The Coordinating Working Party on Fishery Statistics (CWP) provides a mechanism to coordinate fishery statistical programmes of regional fishery bodies and other inter-governmental organizations with a remit for fishery statistics.

Main function 
Functional since 1960, the CWP's purpose is to:
 continually review fishery statistics requirements for research, policy-making and management;
 agree on standard concepts, definitions, classifications and methodologies for the collection and collation of fishery statistics;
 make proposals for the coordination and streamlining of statistical activities among relevant intergovernmental organizations.

Legal Framework 
Established by resolution 23/59 of the FAO Conference under Article VI-2 of the Organization's Constitution at its Tenth Session in 1959. The Statutes of CWP were amended and approved by the FAO Council at its Hundred and Eighth Session in June 1995.

Participating Organizations 
The CWP is composed of experts nominated by intergovernmental organizations which have a competence in fishery statistics. There are currently 17 participating organizations in the CWP:
 Commission for the Conservation of Antarctic Marine Living Resources (CCAMLR)
 Commission for the Conservation of Southern Bluefin Tuna (CCSBT)
 Food and Agriculture Organization of the United Nations (FAO)

|---|

=== WRITTEN PROBLEM 1 ===
Rewrite the records, switching "man in dark suit" to "woman in red dress" and leaving everything else unchanged. Leave the pictures out of your answer.

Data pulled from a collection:
|---|

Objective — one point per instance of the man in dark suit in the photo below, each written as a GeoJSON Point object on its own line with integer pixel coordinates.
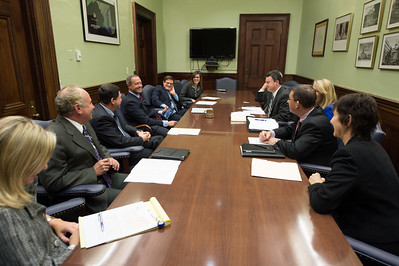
{"type": "Point", "coordinates": [113, 132]}
{"type": "Point", "coordinates": [274, 97]}
{"type": "Point", "coordinates": [309, 140]}
{"type": "Point", "coordinates": [137, 111]}
{"type": "Point", "coordinates": [166, 97]}
{"type": "Point", "coordinates": [79, 158]}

|---|

=== WRITTEN PROBLEM 2 ===
Transcribe the fishery statistics passage between "Legal Framework" and "United Nations (FAO)", inclusive.

=== EXERCISE OUTPUT 1 ===
Objective — one point per instance of the woman in red dress in the photo below, each written as a GeoJSON Point object on its own line with integer pixel coordinates.
{"type": "Point", "coordinates": [113, 132]}
{"type": "Point", "coordinates": [274, 97]}
{"type": "Point", "coordinates": [309, 140]}
{"type": "Point", "coordinates": [137, 111]}
{"type": "Point", "coordinates": [166, 97]}
{"type": "Point", "coordinates": [79, 158]}

=== EXERCISE OUTPUT 2 ===
Legal Framework 
Established by resolution 23/59 of the FAO Conference under Article VI-2 of the Organization's Constitution at its Tenth Session in 1959. The Statutes of CWP were amended and approved by the FAO Council at its Hundred and Eighth Session in June 1995.

Participating Organizations 
The CWP is composed of experts nominated by intergovernmental organizations which have a competence in fishery statistics. There are currently 17 participating organizations in the CWP:
 Commission for the Conservation of Antarctic Marine Living Resources (CCAMLR)
 Commission for the Conservation of Southern Bluefin Tuna (CCSBT)
 Food and Agriculture Organization of the United Nations (FAO)